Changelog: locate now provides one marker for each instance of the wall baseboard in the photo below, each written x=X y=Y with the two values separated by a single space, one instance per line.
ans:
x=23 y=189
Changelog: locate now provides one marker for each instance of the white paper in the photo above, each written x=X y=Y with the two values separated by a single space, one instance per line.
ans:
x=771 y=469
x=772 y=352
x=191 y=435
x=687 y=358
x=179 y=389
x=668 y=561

_ _ _ _ _ _ _

[Exercise]: Write every entry out again, exactly as it stands.

[Solution to the exercise]:
Changelog: locate now provides one marker for each instance of the wall baseboard in the photo below, each written x=X y=Y with the two values separated by a single space, one instance per line.
ans:
x=23 y=189
Changelog: locate now provides one marker for each instance of the white paper in the photo above, each written x=X y=Y with the two values separated by a single space, one instance per line.
ans:
x=771 y=469
x=772 y=352
x=191 y=435
x=687 y=358
x=179 y=389
x=668 y=561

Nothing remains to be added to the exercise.